WHAT YOU SHOULD DO: Rewrite the lines below with "whole-number" replaced by "integer" everywhere it occurs and nothing else changed. Leave the pictures out.

[Data listing]
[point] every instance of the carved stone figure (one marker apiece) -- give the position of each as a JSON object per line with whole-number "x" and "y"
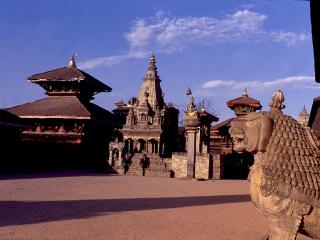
{"x": 285, "y": 177}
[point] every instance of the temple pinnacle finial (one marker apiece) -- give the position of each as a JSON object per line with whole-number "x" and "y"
{"x": 277, "y": 101}
{"x": 152, "y": 59}
{"x": 245, "y": 93}
{"x": 72, "y": 62}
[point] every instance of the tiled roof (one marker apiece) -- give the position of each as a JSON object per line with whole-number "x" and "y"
{"x": 244, "y": 100}
{"x": 222, "y": 124}
{"x": 60, "y": 107}
{"x": 9, "y": 119}
{"x": 68, "y": 74}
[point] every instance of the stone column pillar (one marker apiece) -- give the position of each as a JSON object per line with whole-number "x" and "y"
{"x": 110, "y": 157}
{"x": 191, "y": 151}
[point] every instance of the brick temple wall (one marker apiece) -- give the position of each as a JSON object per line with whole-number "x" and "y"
{"x": 179, "y": 164}
{"x": 203, "y": 166}
{"x": 207, "y": 166}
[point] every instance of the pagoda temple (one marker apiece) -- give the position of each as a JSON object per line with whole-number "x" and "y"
{"x": 66, "y": 125}
{"x": 151, "y": 127}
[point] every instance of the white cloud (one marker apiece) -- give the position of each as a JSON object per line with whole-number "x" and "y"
{"x": 112, "y": 60}
{"x": 294, "y": 81}
{"x": 169, "y": 34}
{"x": 172, "y": 33}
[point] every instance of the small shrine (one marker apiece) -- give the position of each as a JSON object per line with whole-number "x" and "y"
{"x": 303, "y": 117}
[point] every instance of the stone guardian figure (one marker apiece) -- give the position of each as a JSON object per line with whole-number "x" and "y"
{"x": 285, "y": 177}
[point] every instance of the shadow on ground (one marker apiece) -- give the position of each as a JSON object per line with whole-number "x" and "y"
{"x": 54, "y": 174}
{"x": 28, "y": 212}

SOLUTION FOR THIS PROBLEM:
[point] every instance of the carved stone figure (one marker apiece) -- give the position of each as a JSON object per line with integer "x" and "y"
{"x": 285, "y": 177}
[point] every instance of the temple pinnacle finial (one marker apiece) -- give the position of each as a JSON object per line with integer "x" and "y"
{"x": 277, "y": 101}
{"x": 152, "y": 59}
{"x": 245, "y": 93}
{"x": 72, "y": 62}
[point] every instance of the tiled roof (one marker apiece) -- give the position of each as a JSON object per line with integer "x" and "y"
{"x": 244, "y": 100}
{"x": 222, "y": 124}
{"x": 60, "y": 107}
{"x": 9, "y": 119}
{"x": 68, "y": 74}
[point] every instance of the stone column pillar (one marker apiece) -- give the position of each as a JSON object per line with integer "x" and "y"
{"x": 110, "y": 157}
{"x": 191, "y": 151}
[point] every instance of the brick temple wall (one marker apiece) -- give the position of each as a JSON object per line with integer "x" and "y"
{"x": 179, "y": 164}
{"x": 203, "y": 166}
{"x": 207, "y": 166}
[point] every instance of the pagoda temple (one marker apiece) -- give the position of each as a JSON object per line with integer "x" and "y"
{"x": 66, "y": 125}
{"x": 151, "y": 127}
[point] every instance of the white cloud (one marker apiece) -- give the position of each as a JSON object per line with integer "x" and "y"
{"x": 112, "y": 60}
{"x": 294, "y": 81}
{"x": 169, "y": 34}
{"x": 172, "y": 33}
[point] every instance of the small shrine (one marker apiece) -- give the position of each as a JSON object per line with integer "x" and "y"
{"x": 303, "y": 117}
[point] every instance of the stone guardian figure (one marker apiece) -- give the position of each as a JSON object per line with integer "x" and "y"
{"x": 285, "y": 177}
[point] every instance of the shadow on ground (one marker apiece) -- give the position of each as a JSON object per line with integer "x" and "y"
{"x": 54, "y": 174}
{"x": 28, "y": 212}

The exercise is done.